How Many More Billions Will Europe Have to Throw In to Combat Energy Crisis?

How Many More Billions Will Europe Have to Throw In to Combat Energy Crisis?

/ News & Interviews / Monday, 26 September 2022 05:33

All of Europe, not just the European Union, is enduring the consequences of mounting energy prices, especially gas and electricity, as well as the disruptions in Russian gas supply to Europe. And with the Eurozone heading toward an economic recession, the people and enterprises in Europe are in for even bigger shocks.

From capping prices to further aiding businesses and households, European governments are announcing emergency measures to ease the energy crisis that has stemmed from Russia's war on Ukraine and worsens on an almost weekly basis now.

Hundreds of billions of euros have been shelled out so far since Russia invaded its pro-Western neighbor in late February. Governments have gone all out, from capping gas and electricity prices to rescuing struggling energy companies and providing direct aid to households to fill up their cars. The public spending has continued even though European Union countries had already accumulated mountains of new debt to save their economies from the fallout of the COVID-19 pandemic in 2020. Though some leaders have taken pride in their use of the public purse to battle this new crisis, the spending has sent inflation soaring, raised the cost of living and sparked fears of recession.

What is required:
From the article on Europe's energy crisis, list every effect that it says the public spending has had.

Stored data:
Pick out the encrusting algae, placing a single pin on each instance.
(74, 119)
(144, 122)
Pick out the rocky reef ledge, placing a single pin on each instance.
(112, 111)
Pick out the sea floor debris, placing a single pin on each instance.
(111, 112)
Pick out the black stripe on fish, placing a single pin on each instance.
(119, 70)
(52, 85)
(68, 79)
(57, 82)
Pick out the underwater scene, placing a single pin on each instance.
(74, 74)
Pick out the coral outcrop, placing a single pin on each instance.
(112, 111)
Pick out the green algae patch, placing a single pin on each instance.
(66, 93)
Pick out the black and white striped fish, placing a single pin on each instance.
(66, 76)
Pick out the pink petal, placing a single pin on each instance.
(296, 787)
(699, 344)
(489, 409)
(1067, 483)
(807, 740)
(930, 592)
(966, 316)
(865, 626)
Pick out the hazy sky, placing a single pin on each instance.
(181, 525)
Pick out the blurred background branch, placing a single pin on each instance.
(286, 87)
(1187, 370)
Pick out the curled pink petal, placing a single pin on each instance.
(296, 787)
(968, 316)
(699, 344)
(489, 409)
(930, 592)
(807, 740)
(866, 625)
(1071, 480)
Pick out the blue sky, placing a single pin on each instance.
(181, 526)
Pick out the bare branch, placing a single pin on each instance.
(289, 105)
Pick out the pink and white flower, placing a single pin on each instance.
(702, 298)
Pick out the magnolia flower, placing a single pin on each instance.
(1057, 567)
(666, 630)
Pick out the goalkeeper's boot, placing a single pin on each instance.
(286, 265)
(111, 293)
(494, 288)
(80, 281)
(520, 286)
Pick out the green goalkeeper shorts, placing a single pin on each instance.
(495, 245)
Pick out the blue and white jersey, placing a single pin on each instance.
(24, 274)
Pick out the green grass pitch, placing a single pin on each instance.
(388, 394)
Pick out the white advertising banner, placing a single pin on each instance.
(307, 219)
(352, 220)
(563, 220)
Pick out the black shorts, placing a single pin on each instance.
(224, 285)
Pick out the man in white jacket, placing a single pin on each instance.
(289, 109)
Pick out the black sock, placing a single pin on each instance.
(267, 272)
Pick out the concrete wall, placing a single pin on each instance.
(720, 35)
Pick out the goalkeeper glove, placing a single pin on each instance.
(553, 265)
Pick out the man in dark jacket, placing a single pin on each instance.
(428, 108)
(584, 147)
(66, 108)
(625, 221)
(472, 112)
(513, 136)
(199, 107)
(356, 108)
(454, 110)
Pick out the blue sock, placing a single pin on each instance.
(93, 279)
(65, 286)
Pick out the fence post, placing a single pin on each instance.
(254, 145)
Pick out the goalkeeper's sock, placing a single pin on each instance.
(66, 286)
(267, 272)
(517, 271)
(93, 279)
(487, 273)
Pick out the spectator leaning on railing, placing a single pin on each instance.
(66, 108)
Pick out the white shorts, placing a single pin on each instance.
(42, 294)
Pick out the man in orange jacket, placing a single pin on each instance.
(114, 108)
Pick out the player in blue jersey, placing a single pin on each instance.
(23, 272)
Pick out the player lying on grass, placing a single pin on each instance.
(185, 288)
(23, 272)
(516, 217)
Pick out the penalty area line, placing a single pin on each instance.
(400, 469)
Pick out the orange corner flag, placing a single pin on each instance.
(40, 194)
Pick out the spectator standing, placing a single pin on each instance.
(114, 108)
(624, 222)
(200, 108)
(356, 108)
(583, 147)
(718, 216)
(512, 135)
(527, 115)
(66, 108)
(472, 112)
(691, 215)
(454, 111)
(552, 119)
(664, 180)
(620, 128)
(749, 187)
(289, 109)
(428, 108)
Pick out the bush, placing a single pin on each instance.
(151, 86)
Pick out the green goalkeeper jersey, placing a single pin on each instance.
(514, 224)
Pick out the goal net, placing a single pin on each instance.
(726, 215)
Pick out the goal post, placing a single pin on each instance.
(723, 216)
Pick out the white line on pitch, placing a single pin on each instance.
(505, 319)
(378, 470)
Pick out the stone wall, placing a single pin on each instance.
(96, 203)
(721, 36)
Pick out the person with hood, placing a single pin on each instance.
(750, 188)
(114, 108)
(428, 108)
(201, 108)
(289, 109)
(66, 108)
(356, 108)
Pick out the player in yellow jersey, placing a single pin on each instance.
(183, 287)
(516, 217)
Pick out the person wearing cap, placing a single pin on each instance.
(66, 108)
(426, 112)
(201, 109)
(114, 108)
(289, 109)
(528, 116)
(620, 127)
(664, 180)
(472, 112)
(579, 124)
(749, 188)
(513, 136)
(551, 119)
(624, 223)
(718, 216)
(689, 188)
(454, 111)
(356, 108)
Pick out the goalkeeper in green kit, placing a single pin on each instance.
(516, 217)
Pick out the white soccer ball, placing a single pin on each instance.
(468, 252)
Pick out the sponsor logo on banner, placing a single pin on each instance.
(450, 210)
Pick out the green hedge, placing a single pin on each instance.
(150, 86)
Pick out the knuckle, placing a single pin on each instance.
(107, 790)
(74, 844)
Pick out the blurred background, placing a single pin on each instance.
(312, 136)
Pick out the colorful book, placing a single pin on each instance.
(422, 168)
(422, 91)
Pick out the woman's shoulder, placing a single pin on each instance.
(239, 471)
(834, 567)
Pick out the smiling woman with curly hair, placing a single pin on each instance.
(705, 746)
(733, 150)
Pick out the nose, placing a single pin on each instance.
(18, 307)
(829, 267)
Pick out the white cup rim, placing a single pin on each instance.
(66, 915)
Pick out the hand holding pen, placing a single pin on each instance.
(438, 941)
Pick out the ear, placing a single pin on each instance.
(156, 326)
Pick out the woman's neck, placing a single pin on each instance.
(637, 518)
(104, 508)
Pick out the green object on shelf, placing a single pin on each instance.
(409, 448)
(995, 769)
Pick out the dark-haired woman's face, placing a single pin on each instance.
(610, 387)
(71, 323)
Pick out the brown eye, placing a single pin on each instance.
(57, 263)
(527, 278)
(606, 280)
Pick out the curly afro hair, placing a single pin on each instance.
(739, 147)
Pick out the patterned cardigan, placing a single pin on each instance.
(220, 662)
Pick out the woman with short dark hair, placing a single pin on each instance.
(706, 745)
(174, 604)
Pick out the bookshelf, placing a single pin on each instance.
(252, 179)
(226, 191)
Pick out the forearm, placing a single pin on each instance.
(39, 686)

Response:
- It has sent inflation soaring.
- It has raised the cost of living.
- It has sparked fears of recession.